EXERCISE DIRECTIONS: Find each line below that contains the word "panel" and copy every such line in full.

======== DATASET ENTRIES

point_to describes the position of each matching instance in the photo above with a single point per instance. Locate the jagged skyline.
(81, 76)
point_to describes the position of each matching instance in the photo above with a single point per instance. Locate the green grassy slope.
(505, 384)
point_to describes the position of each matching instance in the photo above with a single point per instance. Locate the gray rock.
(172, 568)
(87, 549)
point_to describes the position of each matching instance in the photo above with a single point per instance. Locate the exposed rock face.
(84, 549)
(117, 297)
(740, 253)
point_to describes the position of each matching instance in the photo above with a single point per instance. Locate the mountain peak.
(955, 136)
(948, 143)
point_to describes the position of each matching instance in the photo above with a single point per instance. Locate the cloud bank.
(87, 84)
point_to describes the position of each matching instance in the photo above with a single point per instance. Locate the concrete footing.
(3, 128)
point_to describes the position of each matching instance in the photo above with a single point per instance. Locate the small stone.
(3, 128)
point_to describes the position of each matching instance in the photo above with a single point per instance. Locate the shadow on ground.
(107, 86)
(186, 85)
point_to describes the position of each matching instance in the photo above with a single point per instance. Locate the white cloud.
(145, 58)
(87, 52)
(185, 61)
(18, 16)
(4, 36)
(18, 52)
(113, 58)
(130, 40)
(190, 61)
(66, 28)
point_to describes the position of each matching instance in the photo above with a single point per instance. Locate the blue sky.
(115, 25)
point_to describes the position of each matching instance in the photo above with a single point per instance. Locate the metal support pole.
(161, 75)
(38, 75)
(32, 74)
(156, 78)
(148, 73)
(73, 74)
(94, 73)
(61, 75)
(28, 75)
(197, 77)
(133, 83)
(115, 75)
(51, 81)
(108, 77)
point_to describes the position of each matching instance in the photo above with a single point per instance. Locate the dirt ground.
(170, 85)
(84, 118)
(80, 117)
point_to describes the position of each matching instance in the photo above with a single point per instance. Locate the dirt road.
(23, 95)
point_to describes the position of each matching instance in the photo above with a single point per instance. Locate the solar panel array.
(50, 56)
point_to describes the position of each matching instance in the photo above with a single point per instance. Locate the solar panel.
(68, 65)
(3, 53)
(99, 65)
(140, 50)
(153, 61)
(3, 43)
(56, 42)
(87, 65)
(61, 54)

================
======== DATASET ENTRIES

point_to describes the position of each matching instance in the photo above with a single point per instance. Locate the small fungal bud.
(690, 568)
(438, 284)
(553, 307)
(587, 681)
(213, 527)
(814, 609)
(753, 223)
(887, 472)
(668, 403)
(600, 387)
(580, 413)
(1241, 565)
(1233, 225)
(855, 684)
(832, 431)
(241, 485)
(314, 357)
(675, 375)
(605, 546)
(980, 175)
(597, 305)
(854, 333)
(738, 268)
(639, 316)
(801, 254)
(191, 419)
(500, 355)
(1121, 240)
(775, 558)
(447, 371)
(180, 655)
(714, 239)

================

OUTPUT OF THE EXERCISE:
point_to describes the position of each matching instance in the photo above with a single point per instance. Locate the solar panel array.
point_to describes the position of each matching instance in the photo above with a single point per instance. Locate the solar panel.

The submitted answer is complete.